Photo labels with bounding boxes
%%
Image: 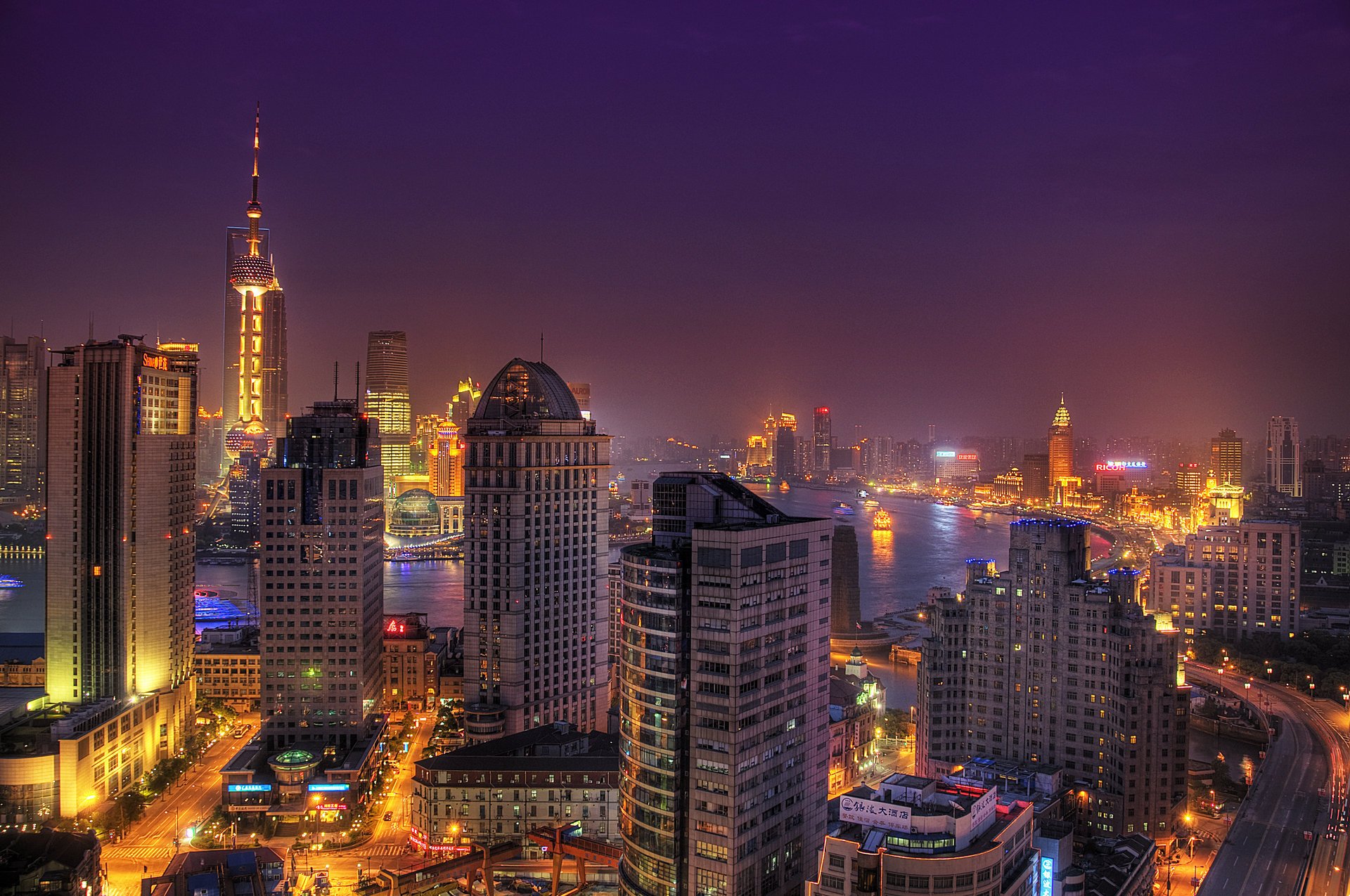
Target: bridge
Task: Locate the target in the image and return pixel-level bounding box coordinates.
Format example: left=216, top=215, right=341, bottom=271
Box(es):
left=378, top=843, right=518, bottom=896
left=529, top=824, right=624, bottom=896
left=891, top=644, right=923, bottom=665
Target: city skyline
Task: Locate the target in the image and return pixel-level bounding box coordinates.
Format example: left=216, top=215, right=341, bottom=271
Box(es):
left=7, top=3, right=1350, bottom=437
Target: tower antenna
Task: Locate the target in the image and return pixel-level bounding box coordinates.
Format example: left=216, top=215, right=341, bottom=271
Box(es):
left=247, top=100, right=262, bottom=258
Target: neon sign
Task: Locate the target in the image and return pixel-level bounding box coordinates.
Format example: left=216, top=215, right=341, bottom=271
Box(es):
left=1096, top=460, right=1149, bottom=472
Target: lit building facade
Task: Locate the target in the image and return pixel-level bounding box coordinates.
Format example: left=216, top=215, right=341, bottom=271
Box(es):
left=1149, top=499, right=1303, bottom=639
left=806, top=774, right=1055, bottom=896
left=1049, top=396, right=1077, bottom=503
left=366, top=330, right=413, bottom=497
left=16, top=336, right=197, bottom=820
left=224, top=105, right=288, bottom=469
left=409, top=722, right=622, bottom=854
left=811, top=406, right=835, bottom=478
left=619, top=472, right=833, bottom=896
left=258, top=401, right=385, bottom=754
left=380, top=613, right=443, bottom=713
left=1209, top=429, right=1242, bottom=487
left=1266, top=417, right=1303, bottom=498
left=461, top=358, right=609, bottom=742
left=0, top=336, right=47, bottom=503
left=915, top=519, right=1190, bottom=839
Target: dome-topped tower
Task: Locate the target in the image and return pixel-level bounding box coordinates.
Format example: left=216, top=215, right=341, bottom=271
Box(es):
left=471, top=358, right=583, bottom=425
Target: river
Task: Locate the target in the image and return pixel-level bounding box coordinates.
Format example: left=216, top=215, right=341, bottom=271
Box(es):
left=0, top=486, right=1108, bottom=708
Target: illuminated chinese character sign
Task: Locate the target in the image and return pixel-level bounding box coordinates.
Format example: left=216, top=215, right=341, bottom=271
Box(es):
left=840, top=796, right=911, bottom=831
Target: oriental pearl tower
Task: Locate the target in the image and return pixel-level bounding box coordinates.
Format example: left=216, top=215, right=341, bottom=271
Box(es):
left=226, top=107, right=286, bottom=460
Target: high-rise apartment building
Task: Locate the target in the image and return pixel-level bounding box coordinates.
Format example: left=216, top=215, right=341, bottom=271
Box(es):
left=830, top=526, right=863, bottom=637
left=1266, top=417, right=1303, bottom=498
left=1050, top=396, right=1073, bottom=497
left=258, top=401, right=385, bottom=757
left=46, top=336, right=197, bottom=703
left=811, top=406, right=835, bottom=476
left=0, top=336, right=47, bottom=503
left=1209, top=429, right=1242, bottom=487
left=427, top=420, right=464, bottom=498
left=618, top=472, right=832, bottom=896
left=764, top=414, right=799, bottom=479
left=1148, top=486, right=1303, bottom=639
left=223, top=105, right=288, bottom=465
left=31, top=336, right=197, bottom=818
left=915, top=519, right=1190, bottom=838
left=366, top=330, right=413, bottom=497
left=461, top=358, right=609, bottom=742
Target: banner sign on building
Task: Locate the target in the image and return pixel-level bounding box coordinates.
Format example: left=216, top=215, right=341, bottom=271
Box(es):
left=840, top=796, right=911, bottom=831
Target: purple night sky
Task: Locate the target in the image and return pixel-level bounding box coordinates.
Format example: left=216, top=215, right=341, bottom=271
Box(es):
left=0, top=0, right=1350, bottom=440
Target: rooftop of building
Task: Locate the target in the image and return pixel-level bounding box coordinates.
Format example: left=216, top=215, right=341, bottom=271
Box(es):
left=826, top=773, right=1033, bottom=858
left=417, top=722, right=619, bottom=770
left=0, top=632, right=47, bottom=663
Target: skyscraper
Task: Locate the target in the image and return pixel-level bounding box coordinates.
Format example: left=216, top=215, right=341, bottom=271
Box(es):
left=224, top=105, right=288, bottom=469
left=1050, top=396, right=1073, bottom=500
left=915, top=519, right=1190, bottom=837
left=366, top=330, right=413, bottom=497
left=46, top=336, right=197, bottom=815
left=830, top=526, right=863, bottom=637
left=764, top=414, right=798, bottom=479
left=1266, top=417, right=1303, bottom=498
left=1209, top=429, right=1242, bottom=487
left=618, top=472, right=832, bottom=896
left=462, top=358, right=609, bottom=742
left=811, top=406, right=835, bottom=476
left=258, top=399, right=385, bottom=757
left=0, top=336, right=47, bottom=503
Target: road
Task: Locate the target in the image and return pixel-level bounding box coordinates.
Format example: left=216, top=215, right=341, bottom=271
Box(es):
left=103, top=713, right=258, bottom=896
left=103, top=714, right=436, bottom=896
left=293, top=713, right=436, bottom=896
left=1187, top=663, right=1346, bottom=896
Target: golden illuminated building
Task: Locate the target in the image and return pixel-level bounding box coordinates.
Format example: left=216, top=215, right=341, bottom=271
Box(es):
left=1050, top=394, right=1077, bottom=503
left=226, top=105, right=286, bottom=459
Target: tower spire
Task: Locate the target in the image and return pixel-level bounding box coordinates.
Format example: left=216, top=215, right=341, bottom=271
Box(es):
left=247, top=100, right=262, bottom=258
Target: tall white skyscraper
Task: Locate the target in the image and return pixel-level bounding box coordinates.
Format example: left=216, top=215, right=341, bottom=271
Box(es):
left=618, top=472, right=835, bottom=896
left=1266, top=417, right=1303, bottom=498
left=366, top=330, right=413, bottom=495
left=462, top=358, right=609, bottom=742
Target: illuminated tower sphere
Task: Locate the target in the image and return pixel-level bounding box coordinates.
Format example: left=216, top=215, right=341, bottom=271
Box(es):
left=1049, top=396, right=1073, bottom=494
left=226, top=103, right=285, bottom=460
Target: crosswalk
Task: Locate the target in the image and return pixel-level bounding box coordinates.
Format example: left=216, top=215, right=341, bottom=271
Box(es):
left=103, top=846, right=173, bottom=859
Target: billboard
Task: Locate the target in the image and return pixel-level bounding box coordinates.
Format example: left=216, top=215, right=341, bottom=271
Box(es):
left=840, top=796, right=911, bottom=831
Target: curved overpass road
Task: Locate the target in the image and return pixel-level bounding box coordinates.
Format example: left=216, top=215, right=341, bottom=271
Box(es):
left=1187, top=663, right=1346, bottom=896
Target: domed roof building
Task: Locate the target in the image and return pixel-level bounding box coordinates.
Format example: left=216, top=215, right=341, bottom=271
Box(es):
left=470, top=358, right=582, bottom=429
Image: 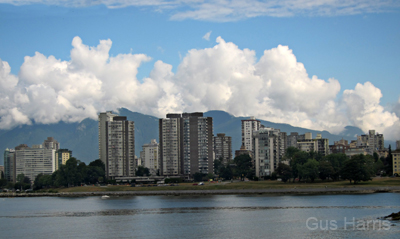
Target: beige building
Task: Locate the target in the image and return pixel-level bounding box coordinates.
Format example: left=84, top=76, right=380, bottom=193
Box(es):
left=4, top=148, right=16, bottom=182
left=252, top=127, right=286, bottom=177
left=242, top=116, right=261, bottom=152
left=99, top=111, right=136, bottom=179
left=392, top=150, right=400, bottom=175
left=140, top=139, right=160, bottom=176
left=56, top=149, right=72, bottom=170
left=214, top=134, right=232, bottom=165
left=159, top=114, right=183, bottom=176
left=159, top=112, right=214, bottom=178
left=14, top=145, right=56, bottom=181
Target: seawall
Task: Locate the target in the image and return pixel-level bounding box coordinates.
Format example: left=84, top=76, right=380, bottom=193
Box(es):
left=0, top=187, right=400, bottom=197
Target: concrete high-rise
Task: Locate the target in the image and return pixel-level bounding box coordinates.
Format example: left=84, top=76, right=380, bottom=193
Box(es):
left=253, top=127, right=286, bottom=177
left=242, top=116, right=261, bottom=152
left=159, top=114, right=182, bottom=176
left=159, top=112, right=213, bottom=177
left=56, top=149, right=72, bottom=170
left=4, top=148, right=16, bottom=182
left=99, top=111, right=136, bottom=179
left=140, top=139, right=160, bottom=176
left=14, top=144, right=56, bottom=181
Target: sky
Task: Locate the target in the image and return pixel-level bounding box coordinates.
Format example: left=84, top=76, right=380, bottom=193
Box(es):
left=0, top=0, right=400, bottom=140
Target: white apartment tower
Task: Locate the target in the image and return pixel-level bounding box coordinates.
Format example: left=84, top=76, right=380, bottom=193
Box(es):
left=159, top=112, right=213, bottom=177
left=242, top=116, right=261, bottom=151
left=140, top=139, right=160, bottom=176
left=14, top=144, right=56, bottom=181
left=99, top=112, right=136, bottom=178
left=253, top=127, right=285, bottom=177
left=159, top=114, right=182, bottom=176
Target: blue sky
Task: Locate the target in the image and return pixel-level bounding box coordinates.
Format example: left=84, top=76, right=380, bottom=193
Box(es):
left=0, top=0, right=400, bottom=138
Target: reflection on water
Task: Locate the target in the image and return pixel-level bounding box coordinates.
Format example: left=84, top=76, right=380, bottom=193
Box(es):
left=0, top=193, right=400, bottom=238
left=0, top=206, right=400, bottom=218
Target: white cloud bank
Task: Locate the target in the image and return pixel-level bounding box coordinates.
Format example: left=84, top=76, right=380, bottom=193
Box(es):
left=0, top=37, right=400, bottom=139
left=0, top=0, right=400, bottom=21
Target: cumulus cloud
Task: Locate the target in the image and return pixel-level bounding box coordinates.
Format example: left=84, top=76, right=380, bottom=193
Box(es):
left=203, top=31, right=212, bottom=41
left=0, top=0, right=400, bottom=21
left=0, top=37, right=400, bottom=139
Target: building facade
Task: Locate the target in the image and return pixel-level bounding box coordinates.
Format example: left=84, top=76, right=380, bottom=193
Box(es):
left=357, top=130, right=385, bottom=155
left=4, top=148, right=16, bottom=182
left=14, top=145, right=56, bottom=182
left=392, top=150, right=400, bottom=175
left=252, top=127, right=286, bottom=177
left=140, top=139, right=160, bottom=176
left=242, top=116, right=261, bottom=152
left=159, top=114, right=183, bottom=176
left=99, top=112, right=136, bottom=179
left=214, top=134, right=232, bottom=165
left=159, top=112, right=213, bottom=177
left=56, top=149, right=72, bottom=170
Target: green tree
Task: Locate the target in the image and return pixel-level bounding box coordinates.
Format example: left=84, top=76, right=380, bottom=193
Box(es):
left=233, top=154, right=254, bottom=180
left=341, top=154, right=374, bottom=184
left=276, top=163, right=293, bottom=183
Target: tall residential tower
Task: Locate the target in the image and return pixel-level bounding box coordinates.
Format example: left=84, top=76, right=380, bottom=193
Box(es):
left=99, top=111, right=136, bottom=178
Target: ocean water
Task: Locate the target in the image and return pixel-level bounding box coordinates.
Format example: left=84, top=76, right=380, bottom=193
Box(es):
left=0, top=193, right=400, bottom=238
%%
* WHAT YOU SHOULD DO: Reproduce the entries from the beginning through the line containing "left=891, top=644, right=923, bottom=665", swapping "bridge" for "viaduct" and changing nothing else. Omit the pictures from your output.

* THE REPLY:
Image: 
Target: viaduct
Task: Locate the target in the image and return pixel-level bounding box coordinates.
Format example: left=216, top=215, right=341, bottom=271
Box(es):
left=378, top=843, right=518, bottom=896
left=529, top=824, right=624, bottom=896
left=891, top=644, right=923, bottom=665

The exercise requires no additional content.